Count the lines in the data below that contain the string "panel", treating uppercase and lowercase as different, and reply with only that number.

(Saved data entries)

^^^^^^^^

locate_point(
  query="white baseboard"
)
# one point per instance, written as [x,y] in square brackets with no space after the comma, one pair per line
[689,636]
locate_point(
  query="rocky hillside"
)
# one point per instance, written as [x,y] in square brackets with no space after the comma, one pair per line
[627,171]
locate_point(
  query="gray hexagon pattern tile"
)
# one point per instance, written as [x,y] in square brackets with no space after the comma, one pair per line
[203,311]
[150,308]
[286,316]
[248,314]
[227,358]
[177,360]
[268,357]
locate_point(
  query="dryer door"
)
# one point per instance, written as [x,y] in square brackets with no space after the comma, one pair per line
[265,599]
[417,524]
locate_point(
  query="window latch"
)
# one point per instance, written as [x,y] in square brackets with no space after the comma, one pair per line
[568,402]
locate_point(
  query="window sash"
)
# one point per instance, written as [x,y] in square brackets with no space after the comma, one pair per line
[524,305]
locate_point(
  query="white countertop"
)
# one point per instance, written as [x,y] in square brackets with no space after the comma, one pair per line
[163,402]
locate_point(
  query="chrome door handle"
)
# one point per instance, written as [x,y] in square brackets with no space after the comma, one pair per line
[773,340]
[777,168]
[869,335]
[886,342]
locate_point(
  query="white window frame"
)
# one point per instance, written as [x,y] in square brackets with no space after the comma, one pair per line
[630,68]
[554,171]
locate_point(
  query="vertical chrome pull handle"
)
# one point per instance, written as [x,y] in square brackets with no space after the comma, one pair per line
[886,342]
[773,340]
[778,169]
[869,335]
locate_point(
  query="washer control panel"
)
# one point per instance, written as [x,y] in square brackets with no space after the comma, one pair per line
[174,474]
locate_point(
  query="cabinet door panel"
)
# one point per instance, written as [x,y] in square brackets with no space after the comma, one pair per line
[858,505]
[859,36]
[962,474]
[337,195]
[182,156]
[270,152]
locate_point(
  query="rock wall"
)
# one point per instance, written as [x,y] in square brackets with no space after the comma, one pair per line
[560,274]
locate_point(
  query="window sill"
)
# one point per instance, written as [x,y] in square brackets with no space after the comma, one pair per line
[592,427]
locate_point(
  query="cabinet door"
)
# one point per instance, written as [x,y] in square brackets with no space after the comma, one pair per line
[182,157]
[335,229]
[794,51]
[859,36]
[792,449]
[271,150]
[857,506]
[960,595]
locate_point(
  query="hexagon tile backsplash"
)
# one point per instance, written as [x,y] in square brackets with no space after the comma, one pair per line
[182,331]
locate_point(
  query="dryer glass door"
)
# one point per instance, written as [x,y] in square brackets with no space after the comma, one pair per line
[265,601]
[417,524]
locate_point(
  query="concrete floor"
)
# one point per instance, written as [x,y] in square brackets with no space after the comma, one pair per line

^^^^^^^^

= Full response =
2